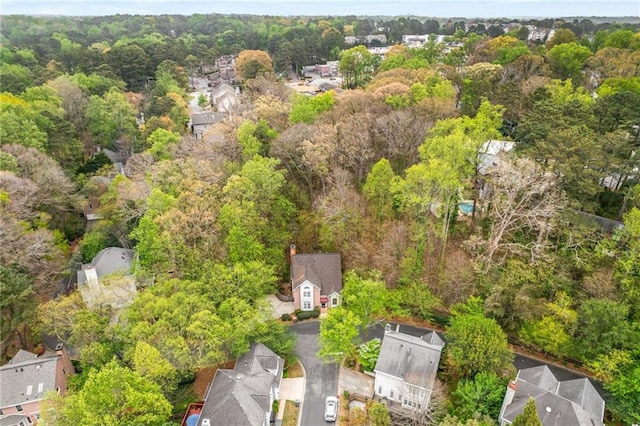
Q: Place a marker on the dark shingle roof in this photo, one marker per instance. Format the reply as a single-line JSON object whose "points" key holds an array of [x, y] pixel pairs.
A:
{"points": [[568, 403], [206, 118], [109, 261], [242, 396], [415, 360], [27, 378], [323, 270]]}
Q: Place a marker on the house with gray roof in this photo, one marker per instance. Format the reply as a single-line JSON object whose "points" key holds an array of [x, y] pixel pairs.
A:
{"points": [[568, 403], [244, 395], [316, 280], [107, 280], [25, 381], [201, 122], [224, 98], [405, 372]]}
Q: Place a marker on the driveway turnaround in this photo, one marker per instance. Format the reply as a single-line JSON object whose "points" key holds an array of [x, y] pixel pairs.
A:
{"points": [[321, 378]]}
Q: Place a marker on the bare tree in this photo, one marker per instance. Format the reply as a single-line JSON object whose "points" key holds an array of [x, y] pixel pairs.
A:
{"points": [[522, 196]]}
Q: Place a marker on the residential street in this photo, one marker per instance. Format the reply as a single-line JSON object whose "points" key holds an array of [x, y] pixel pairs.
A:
{"points": [[321, 378]]}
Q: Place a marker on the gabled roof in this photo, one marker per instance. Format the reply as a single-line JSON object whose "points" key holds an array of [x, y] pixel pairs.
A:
{"points": [[242, 396], [323, 270], [413, 359], [27, 378], [109, 261], [206, 118], [564, 403]]}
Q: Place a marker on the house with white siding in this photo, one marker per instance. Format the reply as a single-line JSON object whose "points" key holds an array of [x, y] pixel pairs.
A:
{"points": [[405, 373]]}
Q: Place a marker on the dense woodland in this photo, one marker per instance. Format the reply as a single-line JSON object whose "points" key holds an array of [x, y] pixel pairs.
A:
{"points": [[374, 172]]}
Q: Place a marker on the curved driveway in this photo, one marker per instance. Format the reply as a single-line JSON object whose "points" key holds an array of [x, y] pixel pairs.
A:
{"points": [[321, 379]]}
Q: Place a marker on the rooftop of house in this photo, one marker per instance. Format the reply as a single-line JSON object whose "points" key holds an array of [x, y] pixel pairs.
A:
{"points": [[108, 261], [242, 395], [13, 419], [413, 359], [321, 269], [206, 118], [26, 378], [571, 402]]}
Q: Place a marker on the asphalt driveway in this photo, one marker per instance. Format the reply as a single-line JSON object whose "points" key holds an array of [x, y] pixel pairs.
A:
{"points": [[321, 378]]}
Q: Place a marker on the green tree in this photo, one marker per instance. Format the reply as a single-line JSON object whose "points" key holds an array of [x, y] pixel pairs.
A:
{"points": [[378, 414], [377, 190], [15, 78], [625, 393], [368, 354], [161, 142], [111, 117], [356, 66], [481, 395], [567, 60], [529, 416], [305, 109], [252, 63], [603, 326], [149, 363], [364, 296], [339, 334], [476, 344], [113, 395]]}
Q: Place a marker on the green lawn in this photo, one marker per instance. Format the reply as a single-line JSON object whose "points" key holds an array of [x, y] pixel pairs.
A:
{"points": [[291, 413]]}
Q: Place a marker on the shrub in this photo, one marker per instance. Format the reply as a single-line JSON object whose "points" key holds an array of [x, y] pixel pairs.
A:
{"points": [[304, 315]]}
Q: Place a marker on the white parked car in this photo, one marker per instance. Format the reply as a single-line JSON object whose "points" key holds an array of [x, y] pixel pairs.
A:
{"points": [[331, 409]]}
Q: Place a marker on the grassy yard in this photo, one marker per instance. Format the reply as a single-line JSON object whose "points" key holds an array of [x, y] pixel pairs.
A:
{"points": [[294, 370], [291, 412]]}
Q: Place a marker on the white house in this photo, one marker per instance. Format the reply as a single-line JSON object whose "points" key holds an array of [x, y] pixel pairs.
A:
{"points": [[119, 289], [406, 369], [244, 395]]}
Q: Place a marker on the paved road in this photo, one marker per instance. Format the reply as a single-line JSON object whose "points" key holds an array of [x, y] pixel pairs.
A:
{"points": [[321, 378], [520, 361]]}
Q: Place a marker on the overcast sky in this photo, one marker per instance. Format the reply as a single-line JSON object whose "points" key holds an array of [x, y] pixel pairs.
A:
{"points": [[433, 8]]}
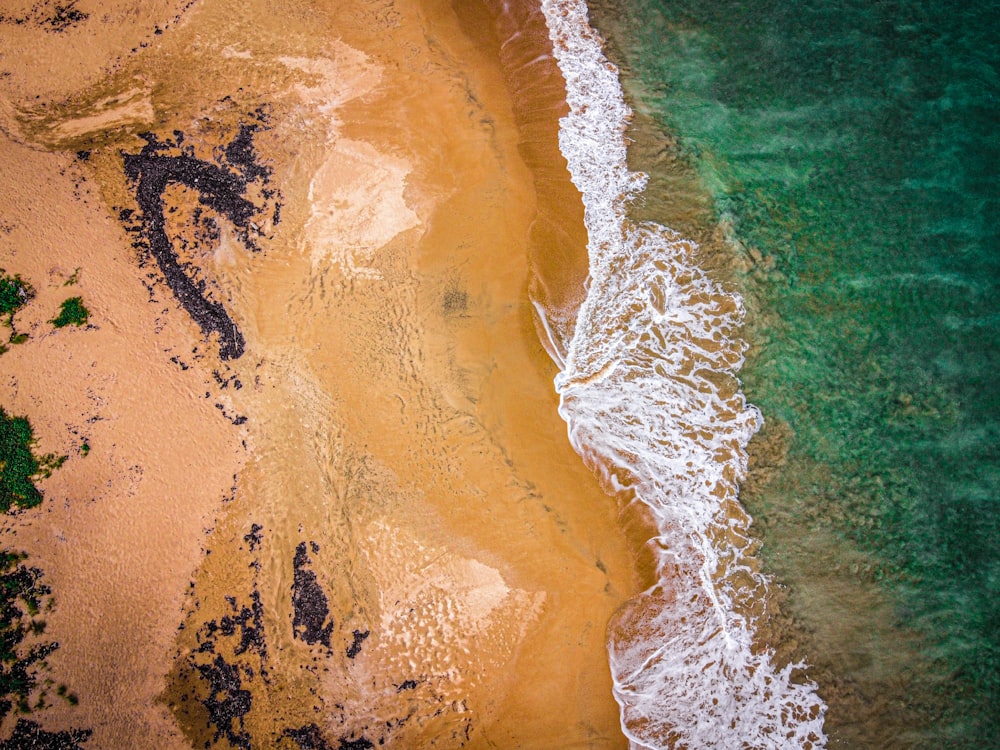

_TASK GOAL_
Identify every line in the records above that holds the word "driveway" and copy each one; case counts.

_RESULT OF THIS EXERCISE_
Q: Place a marker on the driveway turnaround in this photo, one marker per instance. Format the reply as a single-line JSON object whose "points" key holds an array of [x, y] pixel pairs.
Q: Place a marker on the curved driveway in this photo, one marker per instance. Format the reply as a single-line JSON object whose "points" key holds an array of [x, y] pixel pairs.
Q: Place a marker on the asphalt driveway in this photo, one marker per instance. Format the reply as a single-line JSON object whose "points" key holds an array of [x, y] pixel pairs.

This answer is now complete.